### Supplied material:

------------------------------------

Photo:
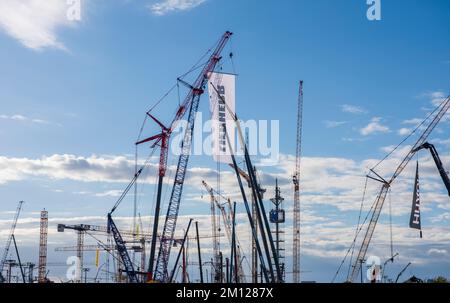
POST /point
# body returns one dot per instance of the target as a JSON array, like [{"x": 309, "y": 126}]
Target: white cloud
[
  {"x": 34, "y": 23},
  {"x": 167, "y": 6},
  {"x": 374, "y": 127},
  {"x": 404, "y": 131},
  {"x": 22, "y": 118},
  {"x": 334, "y": 124},
  {"x": 415, "y": 121},
  {"x": 356, "y": 110}
]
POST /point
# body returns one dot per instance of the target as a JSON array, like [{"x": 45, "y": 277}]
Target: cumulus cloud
[
  {"x": 167, "y": 6},
  {"x": 352, "y": 109},
  {"x": 34, "y": 23},
  {"x": 436, "y": 97},
  {"x": 334, "y": 124},
  {"x": 22, "y": 118},
  {"x": 404, "y": 131},
  {"x": 374, "y": 127}
]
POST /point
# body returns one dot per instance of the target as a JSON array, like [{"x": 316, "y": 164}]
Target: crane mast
[
  {"x": 192, "y": 100},
  {"x": 217, "y": 273},
  {"x": 10, "y": 238},
  {"x": 228, "y": 229},
  {"x": 296, "y": 181},
  {"x": 379, "y": 202}
]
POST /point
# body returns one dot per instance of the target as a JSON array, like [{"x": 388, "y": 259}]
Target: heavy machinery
[
  {"x": 226, "y": 218},
  {"x": 296, "y": 181},
  {"x": 9, "y": 240},
  {"x": 438, "y": 114},
  {"x": 216, "y": 257},
  {"x": 191, "y": 102},
  {"x": 255, "y": 267},
  {"x": 263, "y": 221},
  {"x": 438, "y": 162}
]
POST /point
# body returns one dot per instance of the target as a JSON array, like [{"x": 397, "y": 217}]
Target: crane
[
  {"x": 386, "y": 185},
  {"x": 296, "y": 181},
  {"x": 401, "y": 273},
  {"x": 255, "y": 219},
  {"x": 192, "y": 102},
  {"x": 263, "y": 221},
  {"x": 438, "y": 162},
  {"x": 228, "y": 230},
  {"x": 9, "y": 239},
  {"x": 216, "y": 256}
]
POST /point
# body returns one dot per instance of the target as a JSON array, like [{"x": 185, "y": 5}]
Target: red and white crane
[{"x": 190, "y": 103}]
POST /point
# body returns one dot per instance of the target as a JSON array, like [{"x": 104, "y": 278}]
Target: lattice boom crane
[{"x": 379, "y": 202}]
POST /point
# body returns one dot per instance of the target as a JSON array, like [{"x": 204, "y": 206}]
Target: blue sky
[{"x": 73, "y": 97}]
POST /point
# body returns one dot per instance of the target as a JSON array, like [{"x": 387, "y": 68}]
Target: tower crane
[
  {"x": 9, "y": 240},
  {"x": 386, "y": 185},
  {"x": 438, "y": 162},
  {"x": 191, "y": 102},
  {"x": 255, "y": 218},
  {"x": 228, "y": 231},
  {"x": 296, "y": 181},
  {"x": 216, "y": 256}
]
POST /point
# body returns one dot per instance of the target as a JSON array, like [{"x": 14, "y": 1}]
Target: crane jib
[
  {"x": 379, "y": 202},
  {"x": 191, "y": 101}
]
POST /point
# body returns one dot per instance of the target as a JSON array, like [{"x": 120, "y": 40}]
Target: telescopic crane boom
[{"x": 379, "y": 202}]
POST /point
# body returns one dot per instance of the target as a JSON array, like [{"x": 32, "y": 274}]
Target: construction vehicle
[
  {"x": 191, "y": 103},
  {"x": 386, "y": 185},
  {"x": 9, "y": 240},
  {"x": 438, "y": 162},
  {"x": 226, "y": 217},
  {"x": 296, "y": 181}
]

------------------------------------

### Problem to work on:
Could you please repeat the entries above exactly, with every picture left out?

### Exercise answer:
Photo:
POST /point
# body returns one dot per instance of the target as a JSON array, like [{"x": 309, "y": 126}]
Target: white cloud
[
  {"x": 34, "y": 23},
  {"x": 167, "y": 6},
  {"x": 374, "y": 127},
  {"x": 404, "y": 131},
  {"x": 22, "y": 118},
  {"x": 334, "y": 124},
  {"x": 415, "y": 121},
  {"x": 356, "y": 110}
]
POST /point
# body returns one dot per instance of the target as a JSON array, like [{"x": 45, "y": 277}]
Target: cumulus cloud
[
  {"x": 167, "y": 6},
  {"x": 352, "y": 109},
  {"x": 34, "y": 23},
  {"x": 436, "y": 97},
  {"x": 334, "y": 124},
  {"x": 22, "y": 118},
  {"x": 404, "y": 131},
  {"x": 374, "y": 127}
]
POST /point
# body returns one dot per instance of the target as a JSON array, like [{"x": 316, "y": 164}]
Target: crane mast
[
  {"x": 192, "y": 100},
  {"x": 217, "y": 273},
  {"x": 10, "y": 238},
  {"x": 228, "y": 229},
  {"x": 296, "y": 181},
  {"x": 379, "y": 202}
]
POST /point
# body returns one dot per instance of the target as a JSON array, like [{"x": 388, "y": 259}]
Target: heavy machinery
[
  {"x": 226, "y": 218},
  {"x": 296, "y": 181},
  {"x": 9, "y": 240},
  {"x": 438, "y": 114},
  {"x": 216, "y": 257},
  {"x": 191, "y": 102},
  {"x": 255, "y": 267},
  {"x": 263, "y": 221},
  {"x": 438, "y": 162}
]
POST /point
# body returns one dot per instance of the target as a JSON array, like [{"x": 397, "y": 217}]
Target: crane
[
  {"x": 386, "y": 185},
  {"x": 296, "y": 181},
  {"x": 401, "y": 273},
  {"x": 255, "y": 219},
  {"x": 192, "y": 102},
  {"x": 263, "y": 221},
  {"x": 438, "y": 162},
  {"x": 228, "y": 230},
  {"x": 9, "y": 239},
  {"x": 216, "y": 256}
]
POST /point
# body returns one dot per instance of the target as a JSON array, like [{"x": 185, "y": 5}]
Target: red and white crane
[{"x": 190, "y": 103}]
POST /point
# body returns one dot per instance of the target as a JSON array, like [{"x": 104, "y": 278}]
Target: lattice boom crane
[{"x": 379, "y": 202}]
POST /point
# body returns one dot per instance of the target as a JSON array, like [{"x": 204, "y": 206}]
Target: blue sky
[{"x": 73, "y": 97}]
POST /point
# body returns one dot per instance of the target as a JSON array, like [{"x": 387, "y": 68}]
Target: tower crane
[
  {"x": 9, "y": 240},
  {"x": 386, "y": 185},
  {"x": 438, "y": 162},
  {"x": 191, "y": 102},
  {"x": 255, "y": 218},
  {"x": 228, "y": 231},
  {"x": 296, "y": 181},
  {"x": 216, "y": 256}
]
POST /point
# body returns one dot per instance of the target as a JSON array, like [{"x": 14, "y": 1}]
Target: crane jib
[
  {"x": 379, "y": 202},
  {"x": 191, "y": 101}
]
POST /point
# body returns one dot per instance of the target as a JSON array, like [{"x": 120, "y": 40}]
Target: telescopic crane boom
[{"x": 379, "y": 202}]
POST /point
# body returns one dot per instance of the target as a JSON array, like [{"x": 32, "y": 274}]
Target: construction vehicle
[
  {"x": 191, "y": 103},
  {"x": 386, "y": 185},
  {"x": 9, "y": 240},
  {"x": 438, "y": 162},
  {"x": 226, "y": 217},
  {"x": 296, "y": 181}
]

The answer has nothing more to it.